*Stated exercise:* Take the line that contains "In the photograph above, where can the single" as the first and the last line of the material as the final one; set down exactly the lines in that span.

··········

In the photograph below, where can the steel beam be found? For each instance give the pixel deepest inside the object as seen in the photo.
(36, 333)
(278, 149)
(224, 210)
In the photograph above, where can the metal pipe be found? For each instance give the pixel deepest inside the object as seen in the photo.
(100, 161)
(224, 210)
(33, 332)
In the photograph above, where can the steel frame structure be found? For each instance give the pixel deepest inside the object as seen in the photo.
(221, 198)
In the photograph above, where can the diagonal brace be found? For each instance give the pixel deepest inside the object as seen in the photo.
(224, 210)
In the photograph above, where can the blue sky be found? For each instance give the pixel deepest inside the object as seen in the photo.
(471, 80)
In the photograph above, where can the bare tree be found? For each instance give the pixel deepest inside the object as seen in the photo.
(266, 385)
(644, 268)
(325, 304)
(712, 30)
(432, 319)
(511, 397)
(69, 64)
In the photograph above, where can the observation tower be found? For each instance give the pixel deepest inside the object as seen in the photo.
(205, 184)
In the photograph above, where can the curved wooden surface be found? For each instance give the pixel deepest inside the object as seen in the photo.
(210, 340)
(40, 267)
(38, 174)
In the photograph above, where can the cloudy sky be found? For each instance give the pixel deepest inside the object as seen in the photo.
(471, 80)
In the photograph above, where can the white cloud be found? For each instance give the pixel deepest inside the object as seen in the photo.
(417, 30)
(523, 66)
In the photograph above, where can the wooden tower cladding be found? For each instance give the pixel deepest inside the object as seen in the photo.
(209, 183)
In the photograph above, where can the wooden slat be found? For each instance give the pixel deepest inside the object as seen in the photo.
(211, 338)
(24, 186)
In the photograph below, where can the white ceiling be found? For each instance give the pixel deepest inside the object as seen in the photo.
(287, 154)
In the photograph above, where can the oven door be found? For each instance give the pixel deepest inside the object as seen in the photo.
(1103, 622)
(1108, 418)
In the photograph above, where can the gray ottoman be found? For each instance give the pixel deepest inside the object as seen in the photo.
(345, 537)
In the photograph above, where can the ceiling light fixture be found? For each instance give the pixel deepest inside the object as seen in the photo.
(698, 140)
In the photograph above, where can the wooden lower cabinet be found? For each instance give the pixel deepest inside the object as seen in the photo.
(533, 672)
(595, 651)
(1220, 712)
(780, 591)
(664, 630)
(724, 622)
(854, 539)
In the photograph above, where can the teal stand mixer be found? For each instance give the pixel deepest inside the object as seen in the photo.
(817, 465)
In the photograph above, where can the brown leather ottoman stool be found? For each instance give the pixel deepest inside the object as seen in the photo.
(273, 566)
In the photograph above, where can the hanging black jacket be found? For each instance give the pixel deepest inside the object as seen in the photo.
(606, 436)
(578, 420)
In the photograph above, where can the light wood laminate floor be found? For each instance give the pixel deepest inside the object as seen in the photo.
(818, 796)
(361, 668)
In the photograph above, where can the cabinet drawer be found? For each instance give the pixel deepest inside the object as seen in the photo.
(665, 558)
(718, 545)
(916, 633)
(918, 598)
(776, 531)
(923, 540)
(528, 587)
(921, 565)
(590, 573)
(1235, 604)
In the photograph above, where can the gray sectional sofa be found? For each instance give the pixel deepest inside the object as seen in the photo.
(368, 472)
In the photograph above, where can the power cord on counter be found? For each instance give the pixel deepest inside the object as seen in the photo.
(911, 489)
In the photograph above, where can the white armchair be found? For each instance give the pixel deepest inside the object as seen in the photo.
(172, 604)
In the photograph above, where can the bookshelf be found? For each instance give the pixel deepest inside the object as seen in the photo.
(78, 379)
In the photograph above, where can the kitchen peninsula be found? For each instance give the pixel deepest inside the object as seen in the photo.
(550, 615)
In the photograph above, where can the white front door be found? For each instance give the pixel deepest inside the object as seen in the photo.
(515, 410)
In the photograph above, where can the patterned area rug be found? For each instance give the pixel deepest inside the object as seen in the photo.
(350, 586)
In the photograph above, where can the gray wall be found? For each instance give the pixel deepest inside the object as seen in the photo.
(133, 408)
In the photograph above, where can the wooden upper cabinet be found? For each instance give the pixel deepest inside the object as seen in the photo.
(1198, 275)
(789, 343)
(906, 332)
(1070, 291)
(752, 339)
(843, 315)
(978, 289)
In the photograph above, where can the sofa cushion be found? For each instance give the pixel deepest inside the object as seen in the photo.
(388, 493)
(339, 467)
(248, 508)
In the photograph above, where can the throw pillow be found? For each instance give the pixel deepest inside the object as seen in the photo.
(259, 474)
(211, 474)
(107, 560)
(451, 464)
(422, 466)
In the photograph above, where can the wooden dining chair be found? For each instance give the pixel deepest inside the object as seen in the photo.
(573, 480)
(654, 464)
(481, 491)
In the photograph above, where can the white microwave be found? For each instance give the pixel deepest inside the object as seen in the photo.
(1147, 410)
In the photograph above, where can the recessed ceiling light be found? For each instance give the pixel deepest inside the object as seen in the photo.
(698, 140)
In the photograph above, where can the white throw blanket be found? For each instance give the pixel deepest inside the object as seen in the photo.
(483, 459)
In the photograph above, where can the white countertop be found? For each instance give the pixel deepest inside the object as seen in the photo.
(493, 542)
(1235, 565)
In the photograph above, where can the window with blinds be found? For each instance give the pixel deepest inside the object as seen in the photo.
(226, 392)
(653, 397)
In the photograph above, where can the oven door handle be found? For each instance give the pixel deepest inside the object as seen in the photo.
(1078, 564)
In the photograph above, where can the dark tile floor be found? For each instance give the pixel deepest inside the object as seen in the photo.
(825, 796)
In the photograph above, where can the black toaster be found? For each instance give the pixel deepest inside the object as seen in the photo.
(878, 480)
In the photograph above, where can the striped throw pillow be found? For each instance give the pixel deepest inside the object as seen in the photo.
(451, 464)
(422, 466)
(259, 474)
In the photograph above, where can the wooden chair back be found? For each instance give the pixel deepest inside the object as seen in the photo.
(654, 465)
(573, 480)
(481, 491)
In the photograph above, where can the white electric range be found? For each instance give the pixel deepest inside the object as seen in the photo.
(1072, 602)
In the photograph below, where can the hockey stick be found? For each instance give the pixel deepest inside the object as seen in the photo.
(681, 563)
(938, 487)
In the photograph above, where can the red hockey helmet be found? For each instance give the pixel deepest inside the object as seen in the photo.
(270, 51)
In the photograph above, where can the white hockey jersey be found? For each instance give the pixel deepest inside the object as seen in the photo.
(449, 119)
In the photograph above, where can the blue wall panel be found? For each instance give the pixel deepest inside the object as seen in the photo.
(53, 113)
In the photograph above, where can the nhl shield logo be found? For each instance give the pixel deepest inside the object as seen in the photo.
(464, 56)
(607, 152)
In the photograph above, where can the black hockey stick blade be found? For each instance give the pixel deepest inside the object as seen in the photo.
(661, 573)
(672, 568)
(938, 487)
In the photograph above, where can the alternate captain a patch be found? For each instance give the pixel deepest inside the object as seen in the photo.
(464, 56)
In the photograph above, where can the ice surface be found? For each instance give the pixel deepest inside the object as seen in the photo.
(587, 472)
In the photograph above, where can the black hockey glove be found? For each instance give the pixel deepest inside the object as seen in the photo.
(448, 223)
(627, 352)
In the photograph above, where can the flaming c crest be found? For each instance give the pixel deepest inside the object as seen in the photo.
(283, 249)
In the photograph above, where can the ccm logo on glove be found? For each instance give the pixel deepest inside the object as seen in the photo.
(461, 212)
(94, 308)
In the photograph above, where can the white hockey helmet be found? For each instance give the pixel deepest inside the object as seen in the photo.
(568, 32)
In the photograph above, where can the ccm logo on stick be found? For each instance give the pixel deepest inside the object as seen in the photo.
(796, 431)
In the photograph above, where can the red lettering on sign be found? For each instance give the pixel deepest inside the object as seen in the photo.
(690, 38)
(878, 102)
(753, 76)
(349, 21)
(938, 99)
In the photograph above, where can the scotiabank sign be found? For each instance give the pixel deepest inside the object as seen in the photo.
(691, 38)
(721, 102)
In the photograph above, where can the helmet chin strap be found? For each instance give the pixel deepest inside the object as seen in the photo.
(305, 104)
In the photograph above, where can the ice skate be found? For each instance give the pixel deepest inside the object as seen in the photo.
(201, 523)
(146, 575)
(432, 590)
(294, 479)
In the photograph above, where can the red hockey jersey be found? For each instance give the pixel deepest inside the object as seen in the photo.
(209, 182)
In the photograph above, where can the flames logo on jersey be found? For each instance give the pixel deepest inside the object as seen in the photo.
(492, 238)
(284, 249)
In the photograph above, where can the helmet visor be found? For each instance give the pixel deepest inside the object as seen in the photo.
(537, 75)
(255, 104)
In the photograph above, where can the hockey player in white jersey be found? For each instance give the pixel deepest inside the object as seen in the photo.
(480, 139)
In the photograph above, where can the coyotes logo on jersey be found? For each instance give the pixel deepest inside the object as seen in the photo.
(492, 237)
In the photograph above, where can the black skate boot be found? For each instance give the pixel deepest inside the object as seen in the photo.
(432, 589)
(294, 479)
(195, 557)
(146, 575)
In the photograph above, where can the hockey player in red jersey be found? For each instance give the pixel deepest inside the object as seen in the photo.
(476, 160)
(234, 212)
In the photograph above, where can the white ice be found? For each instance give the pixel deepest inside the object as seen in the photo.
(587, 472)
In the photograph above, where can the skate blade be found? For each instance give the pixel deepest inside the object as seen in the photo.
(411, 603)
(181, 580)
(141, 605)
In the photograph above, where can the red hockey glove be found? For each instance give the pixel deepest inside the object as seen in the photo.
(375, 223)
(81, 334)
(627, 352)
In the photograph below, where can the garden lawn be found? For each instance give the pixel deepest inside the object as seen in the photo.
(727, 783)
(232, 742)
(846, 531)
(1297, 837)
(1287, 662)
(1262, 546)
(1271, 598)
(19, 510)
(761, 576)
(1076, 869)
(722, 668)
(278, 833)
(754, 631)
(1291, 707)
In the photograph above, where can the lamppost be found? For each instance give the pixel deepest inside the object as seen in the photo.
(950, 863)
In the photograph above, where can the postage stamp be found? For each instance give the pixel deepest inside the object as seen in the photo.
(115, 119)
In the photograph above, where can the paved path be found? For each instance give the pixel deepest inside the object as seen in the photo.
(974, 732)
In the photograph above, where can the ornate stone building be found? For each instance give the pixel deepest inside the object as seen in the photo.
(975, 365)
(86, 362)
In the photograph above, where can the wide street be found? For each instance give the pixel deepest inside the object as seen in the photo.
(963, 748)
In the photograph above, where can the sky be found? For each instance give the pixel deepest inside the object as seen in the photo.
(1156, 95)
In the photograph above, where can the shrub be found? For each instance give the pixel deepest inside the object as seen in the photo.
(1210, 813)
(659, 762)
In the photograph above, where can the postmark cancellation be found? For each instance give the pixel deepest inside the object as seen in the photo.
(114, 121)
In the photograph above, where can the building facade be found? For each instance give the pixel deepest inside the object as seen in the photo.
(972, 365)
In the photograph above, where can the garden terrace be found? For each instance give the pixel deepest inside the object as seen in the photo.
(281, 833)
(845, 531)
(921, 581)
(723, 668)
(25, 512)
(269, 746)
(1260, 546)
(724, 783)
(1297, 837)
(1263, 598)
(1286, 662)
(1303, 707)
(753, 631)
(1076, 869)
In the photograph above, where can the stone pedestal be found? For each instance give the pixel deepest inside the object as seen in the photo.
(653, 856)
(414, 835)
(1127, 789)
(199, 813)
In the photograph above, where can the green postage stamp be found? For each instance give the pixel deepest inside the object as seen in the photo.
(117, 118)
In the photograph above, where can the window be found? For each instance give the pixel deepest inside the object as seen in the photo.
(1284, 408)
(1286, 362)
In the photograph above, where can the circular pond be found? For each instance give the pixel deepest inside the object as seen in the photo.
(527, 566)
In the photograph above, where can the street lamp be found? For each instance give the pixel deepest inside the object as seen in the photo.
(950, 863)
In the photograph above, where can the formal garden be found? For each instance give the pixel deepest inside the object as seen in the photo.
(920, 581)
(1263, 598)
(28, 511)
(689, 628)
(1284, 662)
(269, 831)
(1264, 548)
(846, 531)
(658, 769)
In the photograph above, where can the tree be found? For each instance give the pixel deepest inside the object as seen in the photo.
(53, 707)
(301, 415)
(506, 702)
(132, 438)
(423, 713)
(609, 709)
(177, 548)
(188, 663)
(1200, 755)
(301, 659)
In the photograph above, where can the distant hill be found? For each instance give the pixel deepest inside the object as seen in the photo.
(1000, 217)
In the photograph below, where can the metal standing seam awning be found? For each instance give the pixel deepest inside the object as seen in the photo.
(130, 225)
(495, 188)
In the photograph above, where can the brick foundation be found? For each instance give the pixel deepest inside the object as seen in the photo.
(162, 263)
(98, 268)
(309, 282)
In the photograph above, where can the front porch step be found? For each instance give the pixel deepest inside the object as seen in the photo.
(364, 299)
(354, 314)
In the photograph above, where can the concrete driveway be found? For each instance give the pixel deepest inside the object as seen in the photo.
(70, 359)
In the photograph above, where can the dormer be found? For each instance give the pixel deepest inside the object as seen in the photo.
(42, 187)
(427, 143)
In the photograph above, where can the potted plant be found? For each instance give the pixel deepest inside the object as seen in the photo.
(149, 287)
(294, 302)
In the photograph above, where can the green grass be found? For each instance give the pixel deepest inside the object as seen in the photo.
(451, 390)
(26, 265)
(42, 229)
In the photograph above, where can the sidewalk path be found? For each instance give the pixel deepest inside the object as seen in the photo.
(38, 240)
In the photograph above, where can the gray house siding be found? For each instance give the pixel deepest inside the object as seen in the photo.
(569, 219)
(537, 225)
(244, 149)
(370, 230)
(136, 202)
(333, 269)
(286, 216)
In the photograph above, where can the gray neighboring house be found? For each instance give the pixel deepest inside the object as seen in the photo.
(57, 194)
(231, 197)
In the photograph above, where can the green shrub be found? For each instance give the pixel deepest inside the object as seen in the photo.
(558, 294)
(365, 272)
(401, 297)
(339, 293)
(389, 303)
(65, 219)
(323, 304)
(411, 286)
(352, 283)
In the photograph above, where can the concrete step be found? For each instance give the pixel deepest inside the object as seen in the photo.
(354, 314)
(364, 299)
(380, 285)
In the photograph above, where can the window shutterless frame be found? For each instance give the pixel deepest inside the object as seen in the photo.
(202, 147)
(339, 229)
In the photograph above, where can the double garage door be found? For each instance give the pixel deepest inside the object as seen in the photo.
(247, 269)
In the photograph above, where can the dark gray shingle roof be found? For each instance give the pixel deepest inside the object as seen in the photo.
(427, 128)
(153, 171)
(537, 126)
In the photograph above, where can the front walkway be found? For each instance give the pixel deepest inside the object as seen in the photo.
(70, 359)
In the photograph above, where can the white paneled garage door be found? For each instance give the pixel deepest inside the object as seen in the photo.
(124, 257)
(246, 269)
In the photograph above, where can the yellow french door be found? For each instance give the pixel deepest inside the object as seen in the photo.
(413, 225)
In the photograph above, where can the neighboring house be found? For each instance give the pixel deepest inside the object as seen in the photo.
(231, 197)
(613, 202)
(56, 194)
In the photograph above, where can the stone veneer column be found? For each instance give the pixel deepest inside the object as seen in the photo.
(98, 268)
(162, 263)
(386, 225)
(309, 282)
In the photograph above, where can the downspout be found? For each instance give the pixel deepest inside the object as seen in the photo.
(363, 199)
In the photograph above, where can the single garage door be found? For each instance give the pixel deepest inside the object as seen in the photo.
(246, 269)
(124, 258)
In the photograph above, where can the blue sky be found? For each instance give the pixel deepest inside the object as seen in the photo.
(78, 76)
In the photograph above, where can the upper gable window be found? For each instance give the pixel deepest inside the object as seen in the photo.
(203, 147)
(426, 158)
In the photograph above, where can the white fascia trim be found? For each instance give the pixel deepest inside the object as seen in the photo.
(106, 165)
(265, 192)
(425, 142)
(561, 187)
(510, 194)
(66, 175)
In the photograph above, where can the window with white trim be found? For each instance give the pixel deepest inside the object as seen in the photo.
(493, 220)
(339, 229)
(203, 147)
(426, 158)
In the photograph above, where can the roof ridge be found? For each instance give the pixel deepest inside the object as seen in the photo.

··········

*Final answer:*
In the photograph above, where can the single garage door be found? For each instance give the pixel deepest inside the object as seen in the photo.
(246, 269)
(124, 258)
In the photograph above, where can the blue sky be found? For each instance give the pixel deepest inside the object as seen in the photo.
(78, 76)
In the photograph above, where can the upper gable window be found? For each instance give the pixel deepest inside the object as seen in the photo.
(203, 147)
(426, 158)
In the photograph above, where can the white fascia trim be found? For each instance give the pixel deepest inside the object as seen in the photo.
(106, 165)
(265, 192)
(425, 142)
(561, 187)
(510, 194)
(66, 175)
In the photograph above, where can the window with white trim be found? For each instance give the pixel deepest inside the object as seen in the photo.
(493, 220)
(339, 229)
(203, 147)
(426, 158)
In the photograph above, where can the roof ridge be found? For each instance give the pixel deepest inside the object as seen in the photo.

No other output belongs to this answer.